***** Input rows

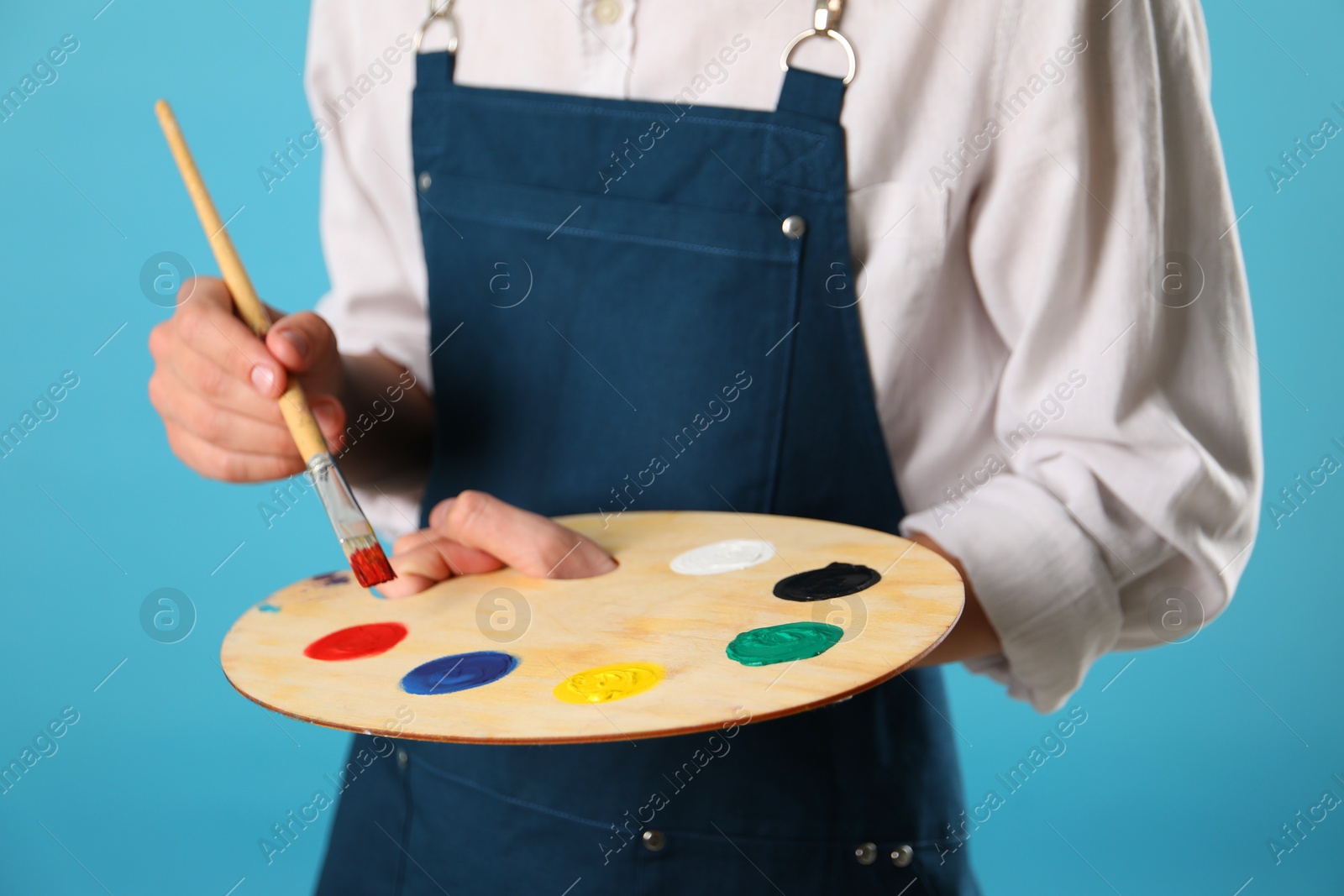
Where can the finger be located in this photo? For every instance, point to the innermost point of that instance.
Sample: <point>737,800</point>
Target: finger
<point>230,466</point>
<point>221,338</point>
<point>302,342</point>
<point>175,359</point>
<point>217,423</point>
<point>423,559</point>
<point>530,543</point>
<point>213,385</point>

**********

To be done:
Rewrite the records above with every "finger" replaced by "thumb" and nothing else altered. Leave the pictures out of your answer.

The answer:
Where can the thumb be located in this photo? For every instance, point to the innermost point of that instance.
Sample: <point>737,800</point>
Target: thumb
<point>230,466</point>
<point>221,338</point>
<point>302,342</point>
<point>175,359</point>
<point>217,423</point>
<point>423,559</point>
<point>530,543</point>
<point>213,385</point>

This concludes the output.